▶ **Отрывок из текста**
____________________

Андрей Антонович снял для семьи на летний сезон дачу Шкодта на Мерикюльской улице.
Он быстро шёл в гору, а вместе – и всё его контрольное ведомство, переживавшее в этот год самую напряженную и обильную добычей пору в своей истории. Новый государственный контролёр Тертий Иванович Филиппов, освоившись, оказался, при всех своих певческих и писательских странностях, зорок, цепок и, главное, азартен. В 1893–1894 годах он своими докладами на Государственном совете вводил в страх и заставлял оправдываться военного и морского министров, а на министра путей сообщения Аполлона Константиновича Кривошеина развернул настоящую охоту.

____________________

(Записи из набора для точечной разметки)
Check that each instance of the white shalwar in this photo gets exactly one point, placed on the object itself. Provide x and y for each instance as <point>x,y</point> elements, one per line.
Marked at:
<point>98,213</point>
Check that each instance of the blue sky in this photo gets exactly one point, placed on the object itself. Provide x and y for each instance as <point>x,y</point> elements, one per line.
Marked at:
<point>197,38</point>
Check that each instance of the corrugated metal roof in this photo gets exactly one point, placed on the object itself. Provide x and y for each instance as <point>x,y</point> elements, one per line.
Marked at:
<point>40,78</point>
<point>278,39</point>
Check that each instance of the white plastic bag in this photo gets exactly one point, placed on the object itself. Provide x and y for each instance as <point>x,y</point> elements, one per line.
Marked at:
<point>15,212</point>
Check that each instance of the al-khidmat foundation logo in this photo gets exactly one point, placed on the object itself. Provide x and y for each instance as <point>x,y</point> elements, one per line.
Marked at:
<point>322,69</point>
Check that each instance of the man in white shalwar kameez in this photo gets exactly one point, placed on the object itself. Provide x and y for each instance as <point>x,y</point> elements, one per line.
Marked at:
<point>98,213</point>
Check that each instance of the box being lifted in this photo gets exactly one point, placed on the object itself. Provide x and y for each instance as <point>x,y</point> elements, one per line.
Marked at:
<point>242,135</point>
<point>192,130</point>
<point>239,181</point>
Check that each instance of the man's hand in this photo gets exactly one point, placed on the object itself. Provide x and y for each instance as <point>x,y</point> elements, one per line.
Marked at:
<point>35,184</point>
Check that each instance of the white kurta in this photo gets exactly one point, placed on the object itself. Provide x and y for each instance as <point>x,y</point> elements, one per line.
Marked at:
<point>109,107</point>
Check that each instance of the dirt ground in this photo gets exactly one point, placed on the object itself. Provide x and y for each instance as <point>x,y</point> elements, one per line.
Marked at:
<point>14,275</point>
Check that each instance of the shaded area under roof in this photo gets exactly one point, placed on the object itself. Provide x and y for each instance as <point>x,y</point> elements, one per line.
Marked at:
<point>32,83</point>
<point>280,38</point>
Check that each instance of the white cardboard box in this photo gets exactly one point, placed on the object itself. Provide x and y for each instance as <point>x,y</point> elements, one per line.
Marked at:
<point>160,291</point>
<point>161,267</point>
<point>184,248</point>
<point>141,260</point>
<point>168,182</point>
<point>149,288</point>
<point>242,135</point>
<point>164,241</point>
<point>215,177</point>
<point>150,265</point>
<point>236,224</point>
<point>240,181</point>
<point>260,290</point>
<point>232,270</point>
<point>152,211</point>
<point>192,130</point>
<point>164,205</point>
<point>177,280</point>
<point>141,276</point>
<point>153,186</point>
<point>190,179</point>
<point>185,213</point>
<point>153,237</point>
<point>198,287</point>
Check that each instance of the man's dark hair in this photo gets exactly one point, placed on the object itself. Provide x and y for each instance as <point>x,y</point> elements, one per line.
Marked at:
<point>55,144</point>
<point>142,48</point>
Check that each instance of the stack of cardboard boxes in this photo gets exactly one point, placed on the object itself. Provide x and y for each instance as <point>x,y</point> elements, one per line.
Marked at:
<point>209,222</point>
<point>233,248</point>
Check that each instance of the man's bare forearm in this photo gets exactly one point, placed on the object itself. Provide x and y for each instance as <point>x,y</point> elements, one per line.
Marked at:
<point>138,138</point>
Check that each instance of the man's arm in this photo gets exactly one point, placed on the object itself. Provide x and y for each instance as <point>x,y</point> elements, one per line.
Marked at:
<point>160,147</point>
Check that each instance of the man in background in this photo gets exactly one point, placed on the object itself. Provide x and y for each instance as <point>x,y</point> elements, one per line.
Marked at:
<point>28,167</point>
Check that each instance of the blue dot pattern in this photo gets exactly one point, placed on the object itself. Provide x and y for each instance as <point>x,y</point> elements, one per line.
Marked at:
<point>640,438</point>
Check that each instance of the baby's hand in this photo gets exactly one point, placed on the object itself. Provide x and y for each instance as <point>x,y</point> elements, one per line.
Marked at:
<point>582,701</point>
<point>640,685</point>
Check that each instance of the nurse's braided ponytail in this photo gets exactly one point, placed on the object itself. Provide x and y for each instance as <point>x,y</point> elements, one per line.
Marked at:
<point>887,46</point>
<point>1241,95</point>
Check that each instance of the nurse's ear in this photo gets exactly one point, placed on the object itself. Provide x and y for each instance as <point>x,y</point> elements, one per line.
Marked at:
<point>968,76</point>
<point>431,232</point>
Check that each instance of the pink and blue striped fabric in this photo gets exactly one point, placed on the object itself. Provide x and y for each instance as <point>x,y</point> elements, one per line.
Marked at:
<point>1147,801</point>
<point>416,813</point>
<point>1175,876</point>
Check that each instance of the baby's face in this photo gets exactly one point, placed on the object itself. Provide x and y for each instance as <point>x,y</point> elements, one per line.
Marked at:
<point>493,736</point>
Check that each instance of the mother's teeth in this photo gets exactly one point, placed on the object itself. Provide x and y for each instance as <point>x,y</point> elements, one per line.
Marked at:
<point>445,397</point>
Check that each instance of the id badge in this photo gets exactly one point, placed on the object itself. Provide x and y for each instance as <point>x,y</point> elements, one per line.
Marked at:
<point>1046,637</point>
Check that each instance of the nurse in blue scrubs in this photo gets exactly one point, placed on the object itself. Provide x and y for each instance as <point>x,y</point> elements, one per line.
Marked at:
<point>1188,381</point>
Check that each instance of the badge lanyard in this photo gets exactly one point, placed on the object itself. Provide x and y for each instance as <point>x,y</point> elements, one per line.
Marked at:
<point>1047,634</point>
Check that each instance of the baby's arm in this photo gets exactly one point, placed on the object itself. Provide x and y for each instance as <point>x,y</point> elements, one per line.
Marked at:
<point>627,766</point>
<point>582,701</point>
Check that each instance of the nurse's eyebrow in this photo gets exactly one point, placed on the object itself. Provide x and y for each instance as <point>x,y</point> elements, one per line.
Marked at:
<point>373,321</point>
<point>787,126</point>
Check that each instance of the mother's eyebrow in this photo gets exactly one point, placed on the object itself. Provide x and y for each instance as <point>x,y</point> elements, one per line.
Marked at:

____________________

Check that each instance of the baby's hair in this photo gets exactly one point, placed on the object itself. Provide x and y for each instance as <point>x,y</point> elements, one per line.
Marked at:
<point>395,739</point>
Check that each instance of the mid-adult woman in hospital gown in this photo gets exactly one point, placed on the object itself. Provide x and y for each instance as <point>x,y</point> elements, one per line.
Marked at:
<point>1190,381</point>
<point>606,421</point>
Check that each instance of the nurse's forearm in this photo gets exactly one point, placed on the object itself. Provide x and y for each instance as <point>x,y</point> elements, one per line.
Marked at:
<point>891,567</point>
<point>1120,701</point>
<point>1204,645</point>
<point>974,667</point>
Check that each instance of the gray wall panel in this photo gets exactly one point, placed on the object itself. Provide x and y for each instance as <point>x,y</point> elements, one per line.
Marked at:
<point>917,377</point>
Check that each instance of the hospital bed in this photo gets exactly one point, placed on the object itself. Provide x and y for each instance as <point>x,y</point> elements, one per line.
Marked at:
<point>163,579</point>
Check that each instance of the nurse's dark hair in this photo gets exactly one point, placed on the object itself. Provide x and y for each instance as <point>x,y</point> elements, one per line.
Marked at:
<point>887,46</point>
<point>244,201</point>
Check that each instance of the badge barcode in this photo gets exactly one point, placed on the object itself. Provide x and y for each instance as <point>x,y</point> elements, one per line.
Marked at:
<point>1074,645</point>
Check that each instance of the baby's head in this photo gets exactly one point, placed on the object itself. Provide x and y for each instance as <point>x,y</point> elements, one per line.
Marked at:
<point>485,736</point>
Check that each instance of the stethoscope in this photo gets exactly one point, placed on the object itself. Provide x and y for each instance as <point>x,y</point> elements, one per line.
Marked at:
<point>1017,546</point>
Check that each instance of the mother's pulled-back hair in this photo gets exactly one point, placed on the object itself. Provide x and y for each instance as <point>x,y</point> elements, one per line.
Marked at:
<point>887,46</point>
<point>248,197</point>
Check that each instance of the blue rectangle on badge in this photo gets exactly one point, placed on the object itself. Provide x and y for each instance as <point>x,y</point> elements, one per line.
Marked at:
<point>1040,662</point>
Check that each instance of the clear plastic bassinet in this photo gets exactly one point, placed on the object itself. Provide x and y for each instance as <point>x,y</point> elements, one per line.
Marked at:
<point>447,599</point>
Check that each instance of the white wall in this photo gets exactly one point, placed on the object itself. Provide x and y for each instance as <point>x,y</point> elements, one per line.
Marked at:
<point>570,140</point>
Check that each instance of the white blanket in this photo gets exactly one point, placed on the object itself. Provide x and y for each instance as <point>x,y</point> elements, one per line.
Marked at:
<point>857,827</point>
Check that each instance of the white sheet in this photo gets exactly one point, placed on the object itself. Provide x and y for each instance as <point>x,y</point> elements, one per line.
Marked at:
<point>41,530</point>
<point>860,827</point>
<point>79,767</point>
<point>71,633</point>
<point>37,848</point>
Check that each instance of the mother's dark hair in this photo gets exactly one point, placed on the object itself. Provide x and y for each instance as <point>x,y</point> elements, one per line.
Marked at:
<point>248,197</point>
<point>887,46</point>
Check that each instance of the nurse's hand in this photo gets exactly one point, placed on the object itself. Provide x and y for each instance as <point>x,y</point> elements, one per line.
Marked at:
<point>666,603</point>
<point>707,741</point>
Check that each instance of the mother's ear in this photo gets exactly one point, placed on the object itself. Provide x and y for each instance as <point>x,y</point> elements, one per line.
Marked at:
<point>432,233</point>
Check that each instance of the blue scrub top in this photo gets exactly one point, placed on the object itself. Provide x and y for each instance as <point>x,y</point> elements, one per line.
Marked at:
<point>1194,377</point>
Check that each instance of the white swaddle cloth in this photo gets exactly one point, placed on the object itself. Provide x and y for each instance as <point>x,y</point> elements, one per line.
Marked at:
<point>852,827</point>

____________________

▶ **Письменное задание**
Перепишите отрывок от «Он быстро шёл» до «развернул настоящую охоту.» включительно, заменив «охоту» на «травлю».

▶ **Ожидаемый результат**
Он быстро шёл в гору, а вместе – и всё его контрольное ведомство, переживавшее в этот год самую напряженную и обильную добычей пору в своей истории. Новый государственный контролёр Тертий Иванович Филиппов, освоившись, оказался, при всех своих певческих и писательских странностях, зорок, цепок и, главное, азартен. В 1893–1894 годах он своими докладами на Государственном совете вводил в страх и заставлял оправдываться военного и морского министров, а на министра путей сообщения Аполлона Константиновича Кривошеина развернул настоящую травлю.